THE PROBLEM:
Return, exactly, the line that contains "the black shoe" together with all lines after it to the end of the entries, and no further lines.

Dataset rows

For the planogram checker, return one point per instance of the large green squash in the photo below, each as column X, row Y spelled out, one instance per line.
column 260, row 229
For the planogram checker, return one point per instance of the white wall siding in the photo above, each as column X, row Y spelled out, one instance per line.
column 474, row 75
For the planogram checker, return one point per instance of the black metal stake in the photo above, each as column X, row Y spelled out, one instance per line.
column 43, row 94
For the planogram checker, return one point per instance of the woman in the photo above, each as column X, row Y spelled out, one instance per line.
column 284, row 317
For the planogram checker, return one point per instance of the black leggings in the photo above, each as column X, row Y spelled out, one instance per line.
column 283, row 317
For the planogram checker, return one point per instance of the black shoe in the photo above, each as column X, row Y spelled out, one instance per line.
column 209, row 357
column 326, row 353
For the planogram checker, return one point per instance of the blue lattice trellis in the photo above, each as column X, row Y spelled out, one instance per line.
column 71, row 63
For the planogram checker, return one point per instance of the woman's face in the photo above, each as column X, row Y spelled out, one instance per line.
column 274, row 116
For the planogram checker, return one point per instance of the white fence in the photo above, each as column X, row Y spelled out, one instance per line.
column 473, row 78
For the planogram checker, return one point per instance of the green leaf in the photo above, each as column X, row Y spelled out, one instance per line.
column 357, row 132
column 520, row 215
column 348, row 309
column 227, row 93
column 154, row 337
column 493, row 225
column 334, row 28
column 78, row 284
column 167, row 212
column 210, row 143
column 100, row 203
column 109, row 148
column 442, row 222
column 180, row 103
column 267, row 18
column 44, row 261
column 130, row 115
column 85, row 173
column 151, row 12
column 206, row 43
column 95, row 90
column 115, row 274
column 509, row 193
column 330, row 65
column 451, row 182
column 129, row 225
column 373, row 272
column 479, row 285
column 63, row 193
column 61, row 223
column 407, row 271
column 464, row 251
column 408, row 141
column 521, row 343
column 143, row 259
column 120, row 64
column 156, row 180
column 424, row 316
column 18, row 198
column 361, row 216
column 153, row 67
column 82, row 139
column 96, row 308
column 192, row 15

OUTPUT BELOW:
For the planogram checker, return one point per instance of the black shoe in the photo above, each as column X, row Y spelled out, one instance per line.
column 209, row 357
column 326, row 353
For the planogram checker, return one point per instance of the blue lattice trellis in the photo above, each as column X, row Y spelled out, one instance per line.
column 71, row 63
For the planogram checker, return one point per instance of the woman's face in the photo above, each as column X, row Y spelled out, one instance per line.
column 274, row 116
For the planogram checker, return one point per instance of the white fence in the photo above, each as column X, row Y spelled out, one instance per line.
column 473, row 78
For the planogram checker, return one point per instance of the green leaf in the photo above, each as column X, row Y spelled out, one instance per line.
column 357, row 132
column 520, row 215
column 348, row 309
column 227, row 93
column 154, row 337
column 493, row 225
column 334, row 28
column 78, row 284
column 167, row 212
column 210, row 143
column 100, row 203
column 109, row 148
column 442, row 222
column 180, row 103
column 267, row 18
column 44, row 261
column 130, row 115
column 85, row 173
column 151, row 12
column 206, row 43
column 95, row 90
column 115, row 274
column 509, row 193
column 330, row 65
column 451, row 182
column 129, row 225
column 373, row 272
column 479, row 285
column 63, row 193
column 61, row 223
column 407, row 271
column 464, row 251
column 408, row 141
column 521, row 343
column 143, row 259
column 120, row 64
column 156, row 180
column 424, row 316
column 18, row 198
column 361, row 216
column 153, row 67
column 82, row 139
column 96, row 308
column 192, row 15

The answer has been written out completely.